Dataset records
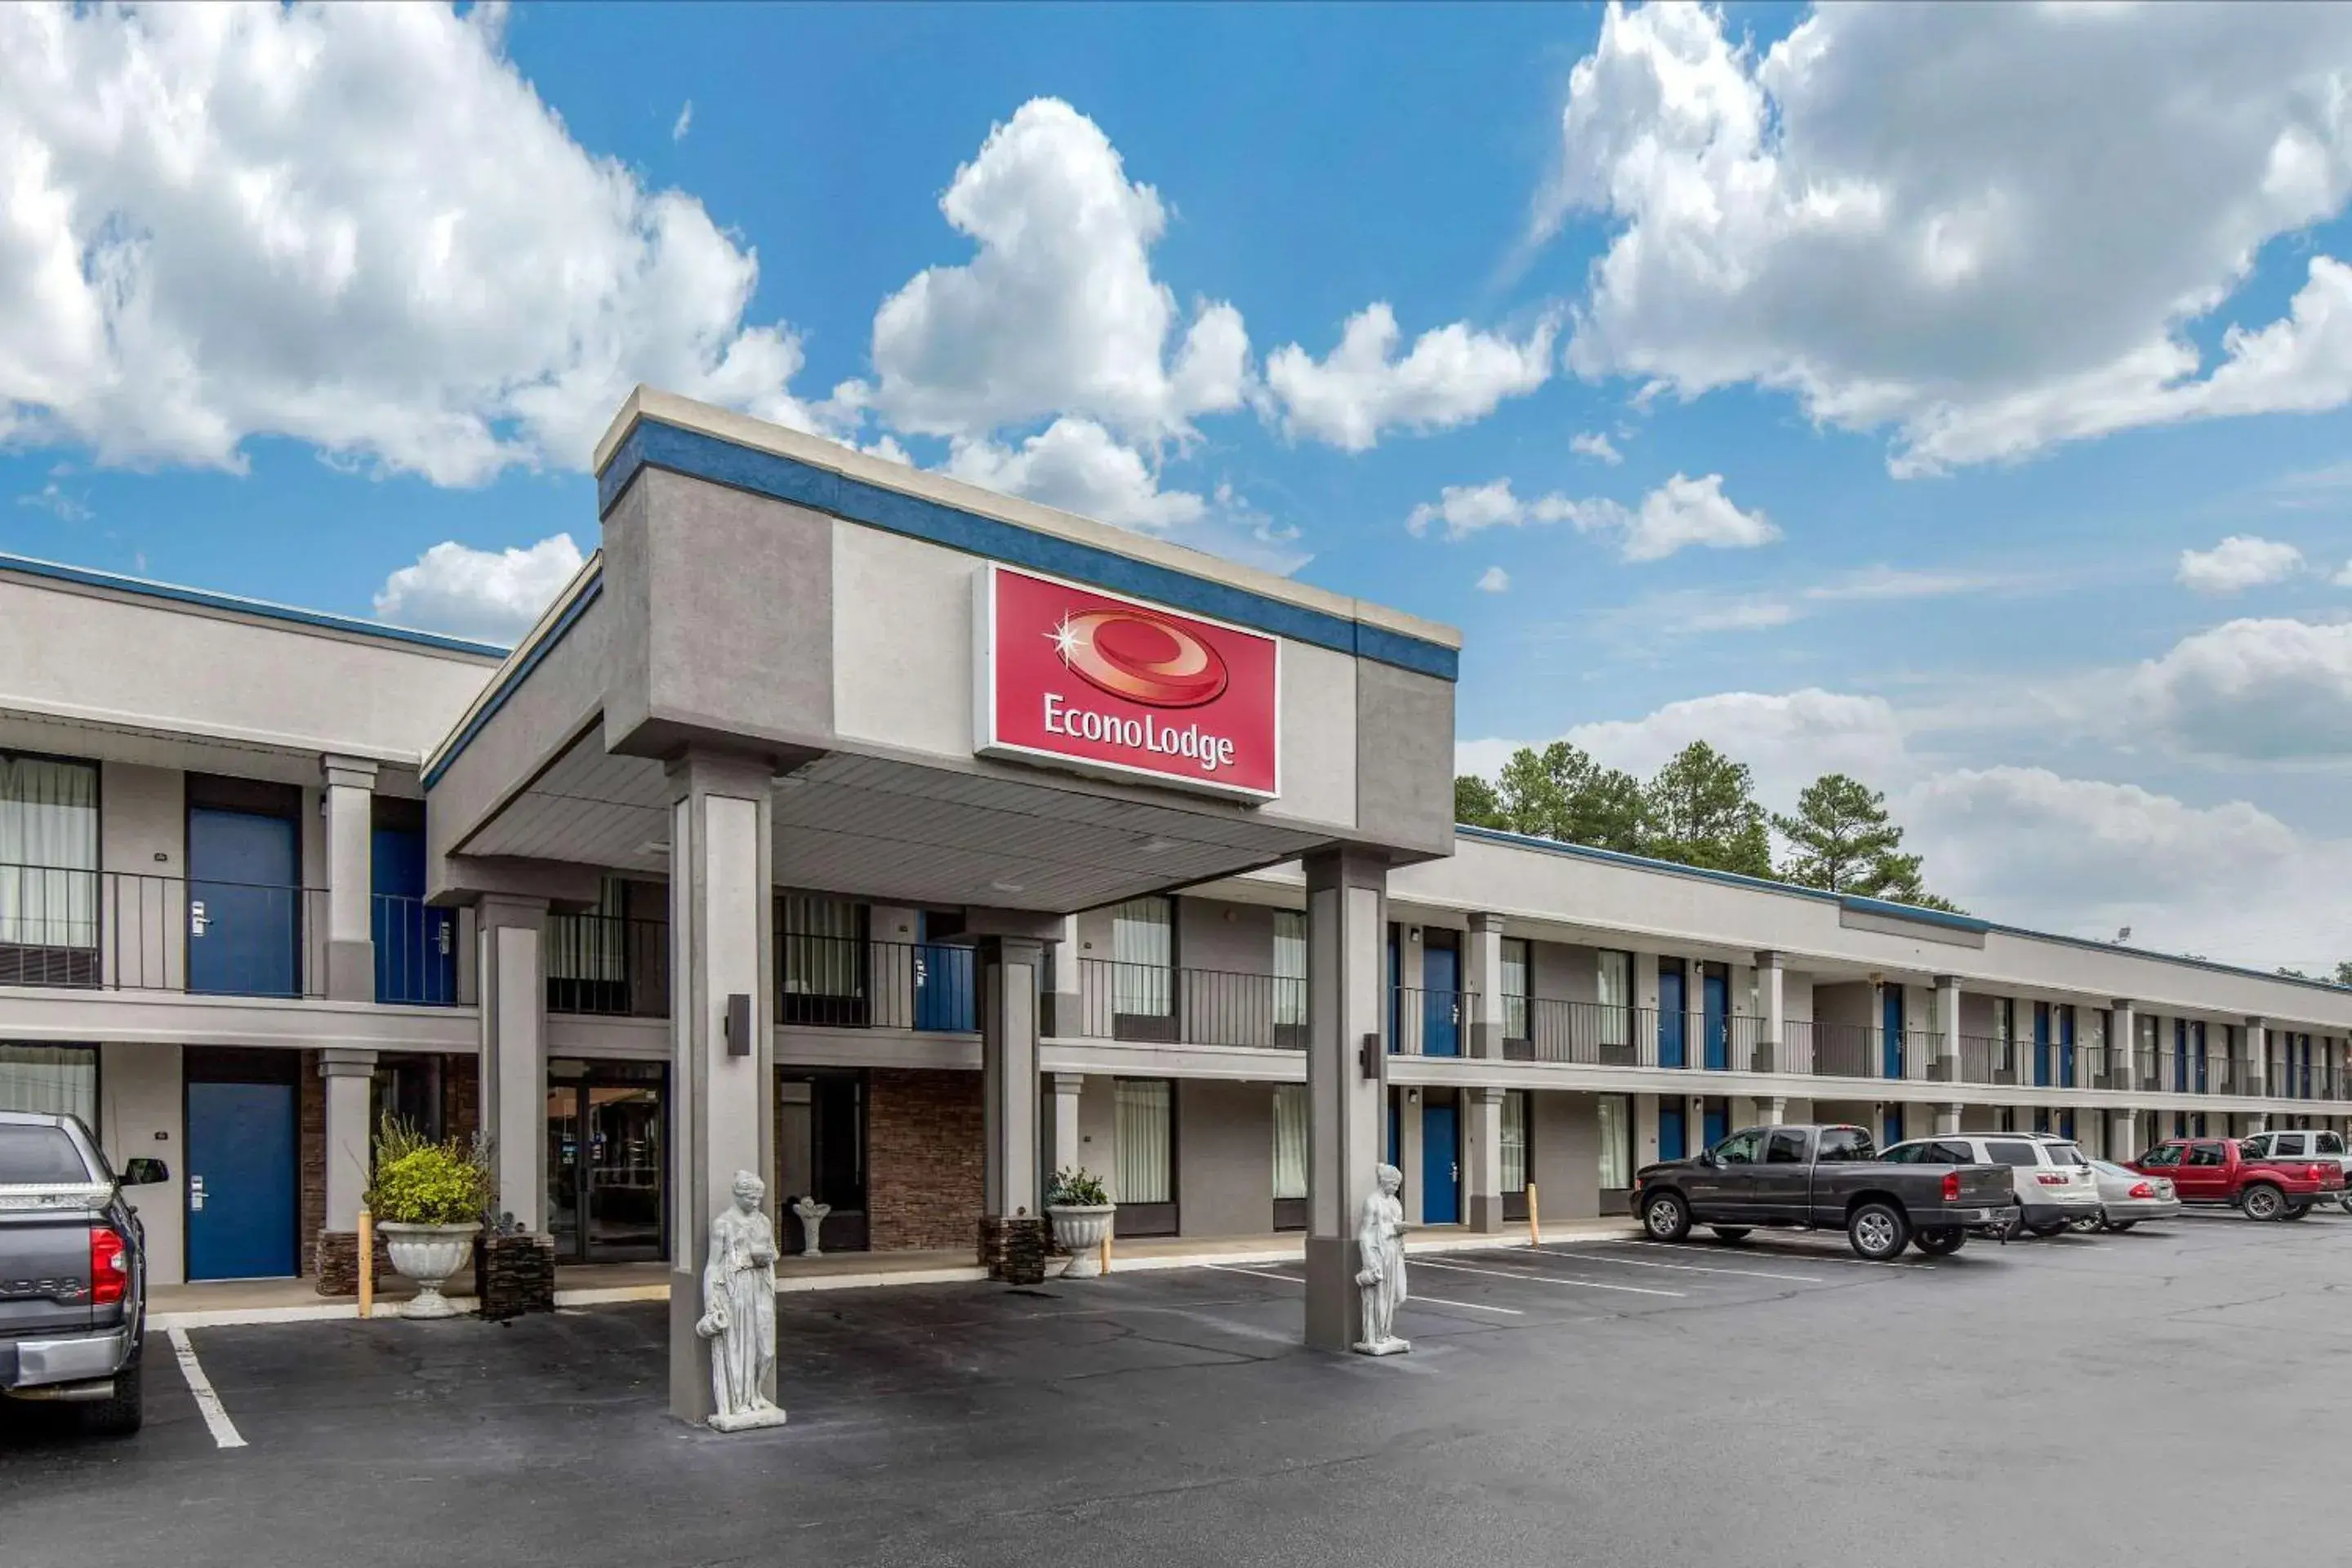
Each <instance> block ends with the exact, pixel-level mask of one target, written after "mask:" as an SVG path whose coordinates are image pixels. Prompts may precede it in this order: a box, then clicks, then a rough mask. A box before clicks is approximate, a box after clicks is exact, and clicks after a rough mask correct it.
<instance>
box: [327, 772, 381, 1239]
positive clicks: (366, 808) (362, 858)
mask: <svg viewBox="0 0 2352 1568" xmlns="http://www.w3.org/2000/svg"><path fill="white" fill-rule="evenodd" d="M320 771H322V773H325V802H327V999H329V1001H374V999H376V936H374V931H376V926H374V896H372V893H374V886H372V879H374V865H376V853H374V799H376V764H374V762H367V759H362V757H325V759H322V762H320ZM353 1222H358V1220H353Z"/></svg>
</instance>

= TASK TO COMPLETE =
An exact reprint of every record is required, with the pictures omitted.

= OUTPUT FOR THIS EXERCISE =
Each <instance> block ends with the exact, pixel-level mask of one target, written after "mask:" as an SVG path whose coordinates are image pixels. Prompts may precede it in this order: a box, then clicks, then a rough mask. A box before clicks is approximate, a box after clicks is exact, and clicks after a rough mask correct it.
<instance>
box: [327, 772, 381, 1239]
positive clicks: (366, 808) (362, 858)
mask: <svg viewBox="0 0 2352 1568" xmlns="http://www.w3.org/2000/svg"><path fill="white" fill-rule="evenodd" d="M320 771H322V773H325V802H327V999H329V1001H374V999H376V936H374V931H376V926H374V896H372V893H374V886H372V879H374V865H376V853H374V799H376V764H374V762H367V759H362V757H325V759H322V762H320ZM353 1222H358V1220H353Z"/></svg>
</instance>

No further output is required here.